WHAT THE TASK ASKS ▸ Each line of the data below must be reproduced without any change.

━━━━

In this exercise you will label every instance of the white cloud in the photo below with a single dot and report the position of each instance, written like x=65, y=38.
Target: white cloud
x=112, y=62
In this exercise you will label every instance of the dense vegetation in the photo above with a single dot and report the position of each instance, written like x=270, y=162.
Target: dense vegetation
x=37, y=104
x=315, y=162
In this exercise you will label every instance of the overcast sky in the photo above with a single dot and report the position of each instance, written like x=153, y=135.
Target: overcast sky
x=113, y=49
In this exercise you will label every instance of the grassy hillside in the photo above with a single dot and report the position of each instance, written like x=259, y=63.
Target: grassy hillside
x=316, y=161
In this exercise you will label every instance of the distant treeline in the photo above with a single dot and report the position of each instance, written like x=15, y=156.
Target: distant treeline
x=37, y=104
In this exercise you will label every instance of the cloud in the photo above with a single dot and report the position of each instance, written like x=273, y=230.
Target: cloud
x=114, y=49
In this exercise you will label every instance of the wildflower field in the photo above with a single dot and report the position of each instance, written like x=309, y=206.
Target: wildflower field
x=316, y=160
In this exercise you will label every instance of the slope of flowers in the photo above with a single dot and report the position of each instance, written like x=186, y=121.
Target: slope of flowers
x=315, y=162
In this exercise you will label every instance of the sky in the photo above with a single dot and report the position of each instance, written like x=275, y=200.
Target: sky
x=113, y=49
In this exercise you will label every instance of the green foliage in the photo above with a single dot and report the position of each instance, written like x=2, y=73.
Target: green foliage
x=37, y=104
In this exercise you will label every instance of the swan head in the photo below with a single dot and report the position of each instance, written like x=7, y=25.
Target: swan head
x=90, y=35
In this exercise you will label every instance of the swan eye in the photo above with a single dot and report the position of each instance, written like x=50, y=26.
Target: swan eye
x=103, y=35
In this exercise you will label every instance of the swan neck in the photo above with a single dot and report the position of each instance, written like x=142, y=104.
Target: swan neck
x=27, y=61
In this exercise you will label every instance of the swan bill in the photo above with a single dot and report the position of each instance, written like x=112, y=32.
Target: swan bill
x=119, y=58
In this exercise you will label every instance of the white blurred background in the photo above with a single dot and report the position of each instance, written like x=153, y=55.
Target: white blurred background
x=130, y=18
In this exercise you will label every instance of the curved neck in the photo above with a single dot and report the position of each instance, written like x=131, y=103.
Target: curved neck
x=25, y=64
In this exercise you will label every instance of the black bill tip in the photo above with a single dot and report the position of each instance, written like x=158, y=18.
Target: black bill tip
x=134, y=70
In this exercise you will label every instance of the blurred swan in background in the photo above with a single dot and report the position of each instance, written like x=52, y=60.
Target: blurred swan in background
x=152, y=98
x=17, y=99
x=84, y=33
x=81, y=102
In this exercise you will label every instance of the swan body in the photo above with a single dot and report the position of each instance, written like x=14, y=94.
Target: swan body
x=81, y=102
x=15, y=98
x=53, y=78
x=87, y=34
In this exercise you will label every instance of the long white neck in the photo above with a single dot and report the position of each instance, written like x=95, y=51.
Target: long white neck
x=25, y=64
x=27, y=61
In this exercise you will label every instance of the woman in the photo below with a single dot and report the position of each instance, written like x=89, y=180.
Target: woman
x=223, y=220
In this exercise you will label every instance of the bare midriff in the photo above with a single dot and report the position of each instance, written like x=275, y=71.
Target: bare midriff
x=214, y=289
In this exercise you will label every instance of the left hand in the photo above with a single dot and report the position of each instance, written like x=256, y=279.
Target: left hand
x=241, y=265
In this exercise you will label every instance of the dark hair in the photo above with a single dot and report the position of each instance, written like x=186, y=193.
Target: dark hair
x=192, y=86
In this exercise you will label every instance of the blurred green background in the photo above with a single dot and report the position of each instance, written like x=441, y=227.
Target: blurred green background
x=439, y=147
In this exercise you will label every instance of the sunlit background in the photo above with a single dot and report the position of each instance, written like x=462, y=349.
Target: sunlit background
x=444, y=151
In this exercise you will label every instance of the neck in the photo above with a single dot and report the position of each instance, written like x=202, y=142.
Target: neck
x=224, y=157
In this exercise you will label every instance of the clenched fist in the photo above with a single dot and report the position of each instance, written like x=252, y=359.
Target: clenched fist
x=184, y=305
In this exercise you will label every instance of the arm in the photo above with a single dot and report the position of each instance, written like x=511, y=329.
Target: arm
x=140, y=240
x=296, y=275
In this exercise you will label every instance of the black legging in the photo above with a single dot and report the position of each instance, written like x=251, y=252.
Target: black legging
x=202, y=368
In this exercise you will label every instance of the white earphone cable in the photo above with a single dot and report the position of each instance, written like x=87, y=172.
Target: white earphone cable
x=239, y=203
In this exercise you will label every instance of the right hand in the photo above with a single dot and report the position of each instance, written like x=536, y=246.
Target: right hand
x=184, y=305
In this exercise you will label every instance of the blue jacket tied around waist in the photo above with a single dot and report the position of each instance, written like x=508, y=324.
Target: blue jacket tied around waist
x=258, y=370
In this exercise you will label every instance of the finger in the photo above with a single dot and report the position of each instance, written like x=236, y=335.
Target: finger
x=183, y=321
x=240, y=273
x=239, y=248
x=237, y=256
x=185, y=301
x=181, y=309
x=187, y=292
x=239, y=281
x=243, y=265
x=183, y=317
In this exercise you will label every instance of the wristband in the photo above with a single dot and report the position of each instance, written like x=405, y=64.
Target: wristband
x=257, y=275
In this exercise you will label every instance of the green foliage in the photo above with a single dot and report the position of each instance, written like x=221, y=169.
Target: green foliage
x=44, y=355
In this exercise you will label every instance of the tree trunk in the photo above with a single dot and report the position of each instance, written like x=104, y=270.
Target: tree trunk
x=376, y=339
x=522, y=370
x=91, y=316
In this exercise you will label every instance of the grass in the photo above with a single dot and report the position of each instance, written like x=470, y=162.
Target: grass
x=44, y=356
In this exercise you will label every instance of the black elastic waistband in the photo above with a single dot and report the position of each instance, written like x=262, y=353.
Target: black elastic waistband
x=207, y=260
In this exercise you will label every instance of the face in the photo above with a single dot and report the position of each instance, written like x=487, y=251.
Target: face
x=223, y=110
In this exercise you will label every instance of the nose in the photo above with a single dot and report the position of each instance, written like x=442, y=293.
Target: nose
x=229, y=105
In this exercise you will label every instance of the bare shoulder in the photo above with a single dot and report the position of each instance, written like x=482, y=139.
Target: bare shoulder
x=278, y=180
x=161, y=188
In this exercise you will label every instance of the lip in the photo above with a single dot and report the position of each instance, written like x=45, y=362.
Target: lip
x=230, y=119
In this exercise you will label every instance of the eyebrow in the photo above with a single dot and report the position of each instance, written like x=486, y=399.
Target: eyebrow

━━━━

EXERCISE ANSWER ▸
In this exercise you will label every instance of the white cloud in the photo below with a single dot and report the position of each instance, written like x=65, y=38.
Target: white cloud
x=112, y=62
In this exercise you will label every instance of the dense vegetation in the photo above with a single dot and report the position of each instance, written like x=270, y=162.
Target: dense vegetation
x=37, y=104
x=315, y=162
In this exercise you will label every instance of the overcast sky in the photo above with a single dot and report the position of each instance, written like x=153, y=135.
Target: overcast sky
x=113, y=49
In this exercise you will label every instance of the grassy hillside in the photo above with a single dot and report the position of each instance, written like x=259, y=63.
Target: grassy hillside
x=316, y=161
In this exercise you will label every instance of the distant treeline in the photo above with a single dot and report the position of each instance, written like x=15, y=156.
Target: distant treeline
x=37, y=104
In this exercise you will label every instance of the cloud in the photo above with a single dot and report the position of each instance, written like x=273, y=230.
Target: cloud
x=114, y=49
In this exercise you will label every instance of the wildflower field in the photo above with a single dot and report the position of each instance, written like x=309, y=206.
Target: wildflower field
x=316, y=160
In this exercise you will label every instance of the slope of flowers in the photo above with a single dot and report the position of each instance, written like x=186, y=121.
Target: slope of flowers
x=315, y=162
In this exercise you will label every instance of the sky in the photo above with a single dot and report the position of each instance, written like x=275, y=200.
Target: sky
x=113, y=49
In this exercise you will label every instance of the green foliage in the photo above with a single dot and report the position of each instance, written like x=2, y=73.
Target: green foliage
x=37, y=104
In this exercise you will label every instance of the swan head in the photo below with a single dot and report the position of each instance, written like x=7, y=25.
Target: swan head
x=90, y=35
In this exercise you will label every instance of the swan eye in the photo above with a single dot and report the position of each instance, written like x=50, y=26.
Target: swan eye
x=103, y=35
In this exercise you will label every instance of the swan neck in the photo above with a single dot and report the position of each instance, written like x=142, y=104.
Target: swan neck
x=27, y=61
In this exercise you will label every instance of the swan bill in the photo above with a single dot and report the position of each instance, written like x=112, y=32.
Target: swan bill
x=119, y=58
In this exercise you will label every instance of the white blurred background in the photo above with a single dot and report the position of each instance, written like x=153, y=55.
Target: white blurred background
x=130, y=18
In this exercise you will label every instance of the curved neck in the photo above with a single dot and report the position of each instance, written like x=131, y=103.
Target: curved neck
x=25, y=64
In this exercise you will label every instance of the black bill tip in the photo above with a single dot and report the position of each instance, written like x=158, y=18.
Target: black bill tip
x=134, y=70
In this exercise you will label every instance of the blurred swan in background in the photo above with a single dot and report the position of each instance, written like x=52, y=60.
Target: blurred swan in background
x=152, y=98
x=17, y=99
x=84, y=33
x=81, y=102
In this exercise you will label every instance of the swan body in the photo above with a single dot and report the position of each instance, written like x=14, y=94.
Target: swan body
x=81, y=102
x=15, y=98
x=53, y=78
x=87, y=34
In this exercise you will label every instance of the long white neck in the photo above with a single dot and report the position of each instance, written like x=95, y=51.
Target: long white neck
x=25, y=64
x=27, y=61
In this exercise you will label every instance of the woman in the photo below with a single dot and report the position of each instance, written like x=89, y=180.
Target: woman
x=223, y=220
In this exercise you will label every instance of the bare midriff in the photo above with a single dot and report the position of each instance, written like x=275, y=71.
Target: bare midriff
x=214, y=289
In this exercise you will label every instance of the left hand in the photo above with a single dot and report the position of each instance, written like x=256, y=279.
Target: left hand
x=241, y=265
In this exercise you will label every instance of the dark hair in the photo above with a single dot and report the position of each instance, written like x=186, y=193.
Target: dark hair
x=192, y=86
In this exercise you will label every instance of the blurred green background in the photo above with a single dot and report the position of each instance, written like x=441, y=227.
Target: blurred green background
x=439, y=147
In this exercise you will label every instance of the sunlit background in the photo above with a single dot and report the position of each instance, written like x=462, y=349.
Target: sunlit background
x=444, y=151
In this exercise you will label every instance of the neck in the photo above with a single dot and report the position of each instance, written like x=202, y=142.
Target: neck
x=224, y=157
In this exercise you will label every instance of the clenched fist in the photo above with a single dot and report the position of each instance, written like x=252, y=359.
Target: clenched fist
x=184, y=305
In this exercise you will label every instance of the arm in the photo above with a single dot and report the position of each instance, written like x=511, y=329.
Target: arm
x=140, y=240
x=296, y=275
In this exercise you will label every instance of the black legging in the photo above with a single dot and report the position of each instance, written like x=251, y=252.
Target: black legging
x=202, y=368
In this exercise you will label every instance of the white earphone cable in the photo above with a single dot and report the position of each instance, written like x=87, y=172.
Target: white earphone cable
x=239, y=203
In this exercise you will label every instance of the right hand in the photo above with a single dot and report the position of each instance, written like x=536, y=246.
Target: right hand
x=184, y=305
In this exercise you will label every instance of the blue jacket tied around waist in the photo above with a single dot and report the position of each instance, written like x=508, y=324.
Target: blue jacket tied around waist
x=258, y=370
In this exercise you will label every instance of the finger in the photo above with a single dot and report the position of each instance, written like x=236, y=335.
Target: finger
x=183, y=321
x=240, y=273
x=239, y=248
x=237, y=256
x=185, y=301
x=181, y=309
x=187, y=292
x=239, y=281
x=243, y=265
x=183, y=317
In this exercise you will label every instance of the wristband in the photo above with a single dot and report the position of each instance, written like x=405, y=64.
Target: wristband
x=257, y=275
In this exercise you will label every instance of the green foliage in the photo above with a single dot and report the position of each instance, written like x=221, y=169.
Target: green foliage
x=44, y=355
In this exercise you will label every instance of the tree trunk in the photo above with a single dot and report the position of each instance, written like x=104, y=270.
Target: tree trunk
x=376, y=339
x=522, y=370
x=91, y=316
In this exercise you will label every instance of the grass in the photo above with a single dot and report the position of each instance, written like x=470, y=162.
Target: grass
x=44, y=356
In this exercise you will label every instance of the black elastic waistband in the photo above with a single dot and report the position of each instance, written like x=262, y=353.
Target: black elastic waistband
x=207, y=260
In this exercise you will label every instance of the face in the photo above with a single dot and report the position of each instance, written like x=487, y=251.
Target: face
x=223, y=110
In this exercise you will label every instance of the nose in the photo above with a single dot and report the position of each instance, written like x=442, y=293.
Target: nose
x=229, y=105
In this exercise you will label every instance of the bare shoulder in the photo above with a single dot and report the position of each instance, written like x=482, y=139.
Target: bare shoulder
x=278, y=180
x=161, y=188
In this exercise you will label every instance of the lip in the photo above with a single dot and report the position of each instance, written like x=45, y=362.
Target: lip
x=230, y=119
In this exercise you will label every instance of the eyebrow in the photo above with a single dot and report the position of each instance, written like x=486, y=399.
Target: eyebrow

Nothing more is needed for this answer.